__TASKS TO COMPLETE__.
**1.** List every variable declared on the lines that the patch in the mailing-list post adds.
**2.** Answer these questions using the mailing-list post.
(a) What traffic had the user firewalled off?
(b) Which source file does the patch change?
(c) What value is TESTBYTEVAL defined as?

__DOCUMENT SECTION__.
--------------------------------------------------
Re: [HACKERS] listening addresses

From
Tom Lane
Date:
Andrew Dunstan <andrew@dunslane.net> writes:
>> A small problem with it was reported to me a couple of days ago -
>> user had firewalled off all IP6 traffic. The stats collector happily
>> bound and connected to the socket, but all the packets fell in the
>> bit bucket. They found it quite hard to diagnose the problem.

> Revised patch attached. I think this is about as much trouble as this
> problem is worth ;-)

I thought the messages were a bit sloppy, which made the patch much less
useful than it should be: we are testing for a very specific failure
mode and we can give a very specific message.  Patch as-applied is
attached.

I don't have any real convenient way to set up a situation where this
failure can actually occur.  Anyone want to verify that the patch
acts as intended?

            regards, tom lane

*** src/backend/postmaster/pgstat.c.orig    Mon Mar 15 15:01:57 2004
--- src/backend/postmaster/pgstat.c    Mon Mar 22 18:55:29 2004
***************
*** 191,196 ****
--- 191,202 ----
                 *addr,
                  hints;
      int            ret;
+     fd_set      rset;
+     struct timeval tv;
+     char        test_byte;
+     int         sel_res;
+
+ #define TESTBYTEVAL ((char) 199)
--------------------------------------------------
Text-to-region grounding data

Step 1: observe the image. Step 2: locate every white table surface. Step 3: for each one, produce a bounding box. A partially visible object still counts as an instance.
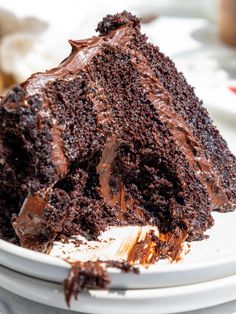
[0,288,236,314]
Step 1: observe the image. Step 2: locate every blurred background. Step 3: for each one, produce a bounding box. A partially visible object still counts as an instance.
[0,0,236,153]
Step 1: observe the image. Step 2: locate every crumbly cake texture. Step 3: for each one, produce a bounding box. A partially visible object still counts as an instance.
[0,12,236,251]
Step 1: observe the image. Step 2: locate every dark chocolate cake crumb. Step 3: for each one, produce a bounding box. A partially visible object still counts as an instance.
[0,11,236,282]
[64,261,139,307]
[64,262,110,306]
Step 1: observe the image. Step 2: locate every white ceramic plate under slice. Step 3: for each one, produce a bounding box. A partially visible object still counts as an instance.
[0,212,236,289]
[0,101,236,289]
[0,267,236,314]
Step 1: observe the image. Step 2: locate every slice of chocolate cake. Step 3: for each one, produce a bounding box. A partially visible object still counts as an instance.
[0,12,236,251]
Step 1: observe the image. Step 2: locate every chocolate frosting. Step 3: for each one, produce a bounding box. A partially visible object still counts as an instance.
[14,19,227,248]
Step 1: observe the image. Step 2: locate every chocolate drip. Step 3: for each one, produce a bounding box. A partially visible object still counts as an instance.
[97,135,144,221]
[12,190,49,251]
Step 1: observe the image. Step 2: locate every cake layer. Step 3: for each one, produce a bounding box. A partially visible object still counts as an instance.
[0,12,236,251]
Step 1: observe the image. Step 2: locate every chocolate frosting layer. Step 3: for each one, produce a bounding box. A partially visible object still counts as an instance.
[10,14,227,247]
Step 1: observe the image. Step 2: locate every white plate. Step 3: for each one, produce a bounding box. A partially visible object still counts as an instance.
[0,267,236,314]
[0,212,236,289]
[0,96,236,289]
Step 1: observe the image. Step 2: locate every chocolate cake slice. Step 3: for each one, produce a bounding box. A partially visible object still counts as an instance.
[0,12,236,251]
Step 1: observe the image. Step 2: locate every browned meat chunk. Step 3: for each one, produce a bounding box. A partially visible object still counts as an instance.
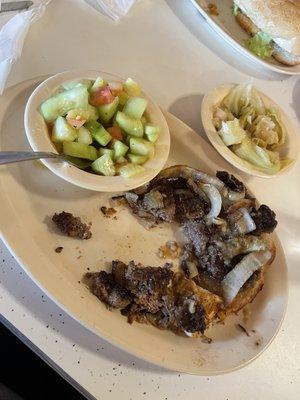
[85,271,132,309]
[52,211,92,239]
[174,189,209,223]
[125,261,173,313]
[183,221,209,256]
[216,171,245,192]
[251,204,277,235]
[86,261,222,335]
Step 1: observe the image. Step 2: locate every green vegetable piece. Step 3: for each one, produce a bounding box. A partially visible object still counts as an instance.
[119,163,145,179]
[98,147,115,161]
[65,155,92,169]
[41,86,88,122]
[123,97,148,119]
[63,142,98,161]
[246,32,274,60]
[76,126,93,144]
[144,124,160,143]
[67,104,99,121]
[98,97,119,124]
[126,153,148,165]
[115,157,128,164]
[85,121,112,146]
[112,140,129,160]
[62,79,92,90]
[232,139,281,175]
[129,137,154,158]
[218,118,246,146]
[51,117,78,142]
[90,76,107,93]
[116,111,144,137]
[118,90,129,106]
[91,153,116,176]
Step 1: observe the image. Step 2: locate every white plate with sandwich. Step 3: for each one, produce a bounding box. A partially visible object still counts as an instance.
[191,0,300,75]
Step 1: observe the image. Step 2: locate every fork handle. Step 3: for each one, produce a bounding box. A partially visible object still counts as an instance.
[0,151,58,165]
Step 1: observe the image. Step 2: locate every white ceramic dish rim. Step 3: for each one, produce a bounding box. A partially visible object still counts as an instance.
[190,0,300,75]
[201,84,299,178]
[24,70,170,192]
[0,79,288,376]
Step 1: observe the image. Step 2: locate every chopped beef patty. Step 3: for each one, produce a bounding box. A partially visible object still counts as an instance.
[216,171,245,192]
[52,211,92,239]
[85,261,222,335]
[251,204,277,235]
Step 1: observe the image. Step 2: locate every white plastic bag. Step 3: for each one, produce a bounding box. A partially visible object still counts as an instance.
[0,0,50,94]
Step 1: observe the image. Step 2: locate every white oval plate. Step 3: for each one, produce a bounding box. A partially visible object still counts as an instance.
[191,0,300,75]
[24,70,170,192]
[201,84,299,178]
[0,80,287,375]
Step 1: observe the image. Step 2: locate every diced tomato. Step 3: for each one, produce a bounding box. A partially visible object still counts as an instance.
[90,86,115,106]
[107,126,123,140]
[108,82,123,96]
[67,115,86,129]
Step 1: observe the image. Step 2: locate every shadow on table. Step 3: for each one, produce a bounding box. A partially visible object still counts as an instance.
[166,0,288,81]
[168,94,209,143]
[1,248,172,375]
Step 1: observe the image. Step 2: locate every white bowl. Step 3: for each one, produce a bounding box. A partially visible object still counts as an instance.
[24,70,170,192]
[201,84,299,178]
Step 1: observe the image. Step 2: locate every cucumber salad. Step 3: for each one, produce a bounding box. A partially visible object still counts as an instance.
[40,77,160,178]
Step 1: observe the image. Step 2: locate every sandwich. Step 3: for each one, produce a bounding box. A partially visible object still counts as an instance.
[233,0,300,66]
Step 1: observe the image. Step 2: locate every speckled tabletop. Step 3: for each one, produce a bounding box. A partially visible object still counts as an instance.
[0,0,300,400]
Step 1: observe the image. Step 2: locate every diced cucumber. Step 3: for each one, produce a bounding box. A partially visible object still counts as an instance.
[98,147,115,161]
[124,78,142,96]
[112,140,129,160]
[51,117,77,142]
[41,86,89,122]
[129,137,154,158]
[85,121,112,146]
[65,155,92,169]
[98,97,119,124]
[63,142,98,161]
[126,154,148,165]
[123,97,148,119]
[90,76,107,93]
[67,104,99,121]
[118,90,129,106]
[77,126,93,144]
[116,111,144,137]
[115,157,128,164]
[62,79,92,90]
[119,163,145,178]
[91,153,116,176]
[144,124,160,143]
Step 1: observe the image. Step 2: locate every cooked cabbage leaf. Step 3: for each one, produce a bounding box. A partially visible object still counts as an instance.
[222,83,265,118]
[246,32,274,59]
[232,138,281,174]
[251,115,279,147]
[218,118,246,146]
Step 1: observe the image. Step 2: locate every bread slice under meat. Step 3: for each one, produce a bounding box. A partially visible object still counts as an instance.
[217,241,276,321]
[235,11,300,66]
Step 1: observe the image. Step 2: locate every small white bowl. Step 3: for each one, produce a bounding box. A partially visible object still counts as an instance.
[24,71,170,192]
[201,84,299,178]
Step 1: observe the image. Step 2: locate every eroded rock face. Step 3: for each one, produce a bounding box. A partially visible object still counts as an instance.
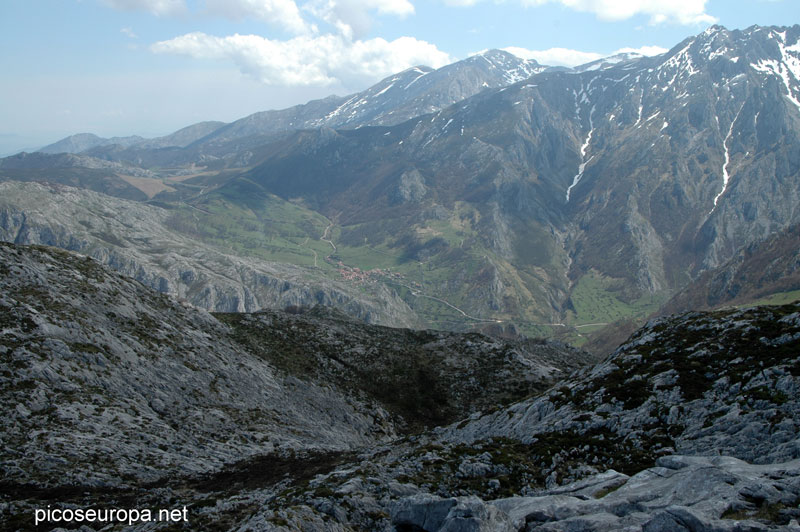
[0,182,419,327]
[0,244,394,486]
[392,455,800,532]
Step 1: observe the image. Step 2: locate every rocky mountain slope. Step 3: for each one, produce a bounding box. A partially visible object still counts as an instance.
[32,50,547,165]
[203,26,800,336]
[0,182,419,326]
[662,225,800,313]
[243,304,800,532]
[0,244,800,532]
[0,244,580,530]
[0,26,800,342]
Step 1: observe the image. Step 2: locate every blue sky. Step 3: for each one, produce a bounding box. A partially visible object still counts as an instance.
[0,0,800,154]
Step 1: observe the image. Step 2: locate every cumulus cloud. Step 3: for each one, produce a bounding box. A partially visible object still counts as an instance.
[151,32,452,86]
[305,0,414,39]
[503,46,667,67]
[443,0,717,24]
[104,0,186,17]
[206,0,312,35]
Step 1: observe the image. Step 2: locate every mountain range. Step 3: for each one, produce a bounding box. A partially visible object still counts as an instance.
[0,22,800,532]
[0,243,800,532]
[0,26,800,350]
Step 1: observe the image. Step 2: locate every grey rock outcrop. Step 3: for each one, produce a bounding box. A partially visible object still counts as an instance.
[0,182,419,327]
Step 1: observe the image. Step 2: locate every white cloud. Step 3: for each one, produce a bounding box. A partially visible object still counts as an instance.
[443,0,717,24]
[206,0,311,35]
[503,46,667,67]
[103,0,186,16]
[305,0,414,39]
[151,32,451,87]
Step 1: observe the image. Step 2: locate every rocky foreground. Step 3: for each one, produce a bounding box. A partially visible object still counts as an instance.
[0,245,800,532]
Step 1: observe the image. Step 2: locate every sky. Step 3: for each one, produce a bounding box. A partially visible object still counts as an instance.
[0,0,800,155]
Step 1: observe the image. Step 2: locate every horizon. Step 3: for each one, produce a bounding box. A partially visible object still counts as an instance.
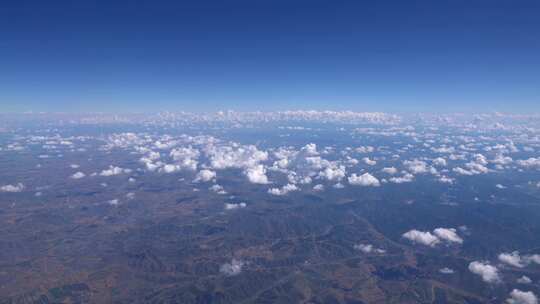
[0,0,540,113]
--------------------------------------------------
__RESPONSES FOR EACH TASK__.
**1.** rset, tv, test_byte, sel_res

**2.**
(a) All IP6 traffic.
(b) src/backend/postmaster/pgstat.c
(c) ((char) 199)